● Text extract:

--------------------

Note: All SharePlex queue files are created and maintained in the rim sub-directory of the SharePlex variable-data directory.
SharePlex replicates data through a series of replication processes that are started by the main SharePlex process, sp_cop.
- The Capture process: The Capture process reads the transaction logs or archive logs on the source system for changes to objects that are configured for replication by SharePlex. The Capture process writes the data to the capture queue, where it accumulates until the Read process is ready for it. There is a separate Capture process for each datasource being replicated, each functioning concurrently and independently. The Capture process is named sp_ocap (Oracle Capture).
- The Read process: The Read process operates on the source system to read data from the capture queue and add routing information to the data. After processing the data, the Read process sends it to the Export queue. The Read process is named sp_ordr (Oracle Reader).
- The Export process: The Export process operates on the source system to read data from the export queue and send it across the network to the target system. By default, a source system has one Export process for each of its target systems. For example, if there are two target systems, there are two Export processes. Each Export process controls transmission of all data that is being replicated from a source system to a target system. The Export process is the first part of the Export/Import transport pair, which moves data between systems over a TCP/IP network. The Export process is named sp_xport.

--------------------

● Entries:

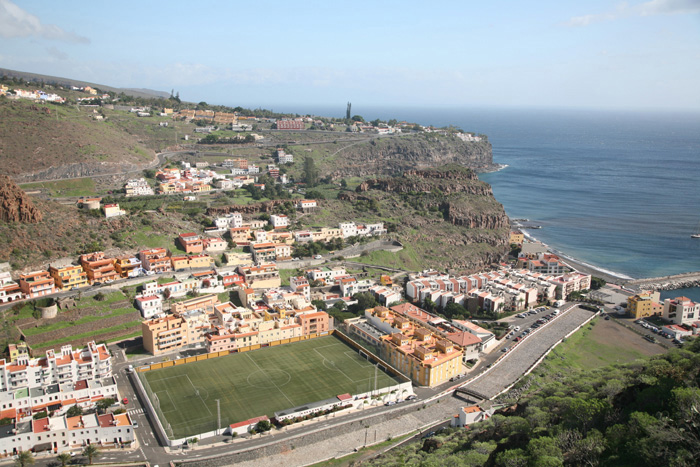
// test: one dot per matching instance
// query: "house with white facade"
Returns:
(279, 221)
(92, 362)
(149, 305)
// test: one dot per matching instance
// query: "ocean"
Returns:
(617, 190)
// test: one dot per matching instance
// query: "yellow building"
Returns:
(415, 351)
(205, 303)
(69, 277)
(264, 276)
(162, 335)
(645, 304)
(194, 261)
(17, 350)
(516, 237)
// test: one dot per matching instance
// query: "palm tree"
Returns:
(64, 459)
(90, 451)
(24, 458)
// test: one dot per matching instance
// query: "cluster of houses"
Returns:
(270, 313)
(496, 291)
(40, 95)
(196, 178)
(37, 393)
(424, 347)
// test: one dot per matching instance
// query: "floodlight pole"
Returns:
(218, 416)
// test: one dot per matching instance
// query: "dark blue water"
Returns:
(617, 190)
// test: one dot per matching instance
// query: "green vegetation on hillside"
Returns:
(641, 413)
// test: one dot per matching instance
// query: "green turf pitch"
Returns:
(260, 382)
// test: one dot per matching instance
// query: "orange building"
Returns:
(162, 335)
(69, 277)
(415, 351)
(98, 267)
(314, 322)
(37, 284)
(191, 242)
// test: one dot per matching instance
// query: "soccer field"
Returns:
(260, 382)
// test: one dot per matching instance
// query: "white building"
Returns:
(488, 339)
(232, 220)
(681, 310)
(60, 434)
(92, 362)
(349, 229)
(149, 305)
(283, 157)
(328, 275)
(138, 187)
(279, 221)
(386, 295)
(226, 184)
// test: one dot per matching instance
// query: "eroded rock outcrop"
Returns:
(15, 205)
(390, 156)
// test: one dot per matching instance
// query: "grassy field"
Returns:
(75, 187)
(591, 348)
(259, 383)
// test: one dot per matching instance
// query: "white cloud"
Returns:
(651, 8)
(15, 22)
(56, 53)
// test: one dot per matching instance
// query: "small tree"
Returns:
(90, 452)
(74, 411)
(24, 458)
(64, 459)
(263, 425)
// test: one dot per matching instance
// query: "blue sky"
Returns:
(277, 54)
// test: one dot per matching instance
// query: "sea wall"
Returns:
(677, 281)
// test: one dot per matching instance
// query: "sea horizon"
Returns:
(614, 189)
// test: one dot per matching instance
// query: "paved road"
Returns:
(525, 353)
(337, 436)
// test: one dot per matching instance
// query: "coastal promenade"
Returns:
(676, 281)
(672, 282)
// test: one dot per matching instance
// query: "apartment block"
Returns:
(69, 277)
(37, 284)
(98, 267)
(647, 303)
(263, 276)
(190, 242)
(681, 310)
(127, 266)
(415, 351)
(204, 303)
(161, 335)
(155, 260)
(92, 362)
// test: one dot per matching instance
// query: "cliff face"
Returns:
(15, 205)
(428, 180)
(447, 215)
(390, 156)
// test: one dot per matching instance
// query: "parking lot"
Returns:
(525, 353)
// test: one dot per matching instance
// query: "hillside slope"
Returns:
(35, 138)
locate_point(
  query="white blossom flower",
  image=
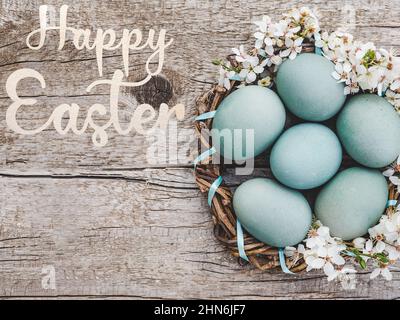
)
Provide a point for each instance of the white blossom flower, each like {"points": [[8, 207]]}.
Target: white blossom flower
{"points": [[395, 85], [347, 279], [241, 54], [225, 77], [383, 271], [294, 47], [342, 72], [393, 98], [265, 82], [251, 68]]}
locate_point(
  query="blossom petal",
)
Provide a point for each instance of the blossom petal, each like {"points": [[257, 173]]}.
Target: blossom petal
{"points": [[375, 273]]}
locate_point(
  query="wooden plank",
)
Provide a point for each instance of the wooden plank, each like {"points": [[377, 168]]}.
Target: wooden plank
{"points": [[111, 222], [214, 28]]}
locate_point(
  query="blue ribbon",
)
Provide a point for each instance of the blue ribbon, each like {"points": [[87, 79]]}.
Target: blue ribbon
{"points": [[282, 261], [240, 241], [213, 189], [206, 116], [204, 156], [392, 203], [236, 77]]}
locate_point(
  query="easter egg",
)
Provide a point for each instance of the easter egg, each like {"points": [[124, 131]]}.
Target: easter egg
{"points": [[306, 156], [307, 88], [272, 213], [247, 122], [352, 202], [369, 129]]}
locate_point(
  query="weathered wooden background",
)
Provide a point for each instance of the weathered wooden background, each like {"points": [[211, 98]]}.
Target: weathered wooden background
{"points": [[111, 224]]}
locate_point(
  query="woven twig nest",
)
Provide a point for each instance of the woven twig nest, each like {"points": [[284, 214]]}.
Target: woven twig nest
{"points": [[259, 254]]}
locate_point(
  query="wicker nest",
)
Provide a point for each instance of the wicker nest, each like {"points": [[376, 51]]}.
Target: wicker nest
{"points": [[260, 255]]}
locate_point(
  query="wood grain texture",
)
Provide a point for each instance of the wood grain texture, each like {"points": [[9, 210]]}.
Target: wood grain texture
{"points": [[111, 224]]}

--------------------

● Set exercise:
Rewrite the stretch of the SharePlex passage from "Note: All SharePlex" through "sp_ocap (Oracle Capture).", swapping "transaction logs" for "redo logs". Rely on the SharePlex passage alone.

● Response to this exercise:
Note: All SharePlex queue files are created and maintained in the rim sub-directory of the SharePlex variable-data directory.
SharePlex replicates data through a series of replication processes that are started by the main SharePlex process, sp_cop.
- The Capture process: The Capture process reads the redo logs or archive logs on the source system for changes to objects that are configured for replication by SharePlex. The Capture process writes the data to the capture queue, where it accumulates until the Read process is ready for it. There is a separate Capture process for each datasource being replicated, each functioning concurrently and independently. The Capture process is named sp_ocap (Oracle Capture).